What you are asked to do:
State how many lines below contain the string "rings", matching case exactly. Reply with the number only.

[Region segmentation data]
===

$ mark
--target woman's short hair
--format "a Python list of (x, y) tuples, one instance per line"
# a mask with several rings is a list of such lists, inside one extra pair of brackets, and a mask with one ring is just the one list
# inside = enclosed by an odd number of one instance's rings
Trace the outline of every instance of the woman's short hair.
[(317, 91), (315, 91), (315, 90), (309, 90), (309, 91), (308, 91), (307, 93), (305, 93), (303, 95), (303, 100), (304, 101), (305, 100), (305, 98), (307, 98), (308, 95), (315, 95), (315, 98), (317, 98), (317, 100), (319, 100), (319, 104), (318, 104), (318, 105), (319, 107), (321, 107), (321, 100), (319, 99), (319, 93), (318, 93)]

===

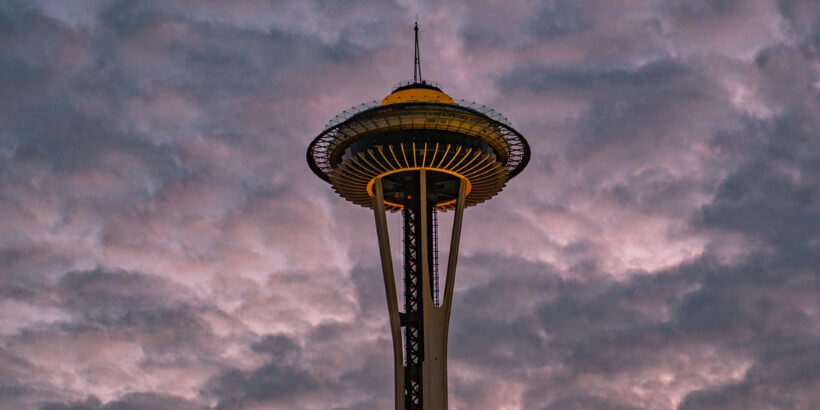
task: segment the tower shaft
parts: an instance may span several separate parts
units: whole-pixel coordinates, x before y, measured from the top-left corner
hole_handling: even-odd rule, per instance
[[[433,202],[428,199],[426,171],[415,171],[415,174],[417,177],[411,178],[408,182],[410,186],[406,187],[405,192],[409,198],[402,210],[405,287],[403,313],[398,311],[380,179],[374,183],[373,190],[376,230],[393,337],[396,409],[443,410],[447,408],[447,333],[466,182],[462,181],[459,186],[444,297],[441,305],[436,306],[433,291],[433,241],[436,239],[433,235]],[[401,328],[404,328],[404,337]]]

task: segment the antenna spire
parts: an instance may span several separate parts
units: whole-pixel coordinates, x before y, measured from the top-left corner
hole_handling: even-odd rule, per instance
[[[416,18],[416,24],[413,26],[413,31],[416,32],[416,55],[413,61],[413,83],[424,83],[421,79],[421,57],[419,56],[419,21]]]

===

Solution to this problem:
2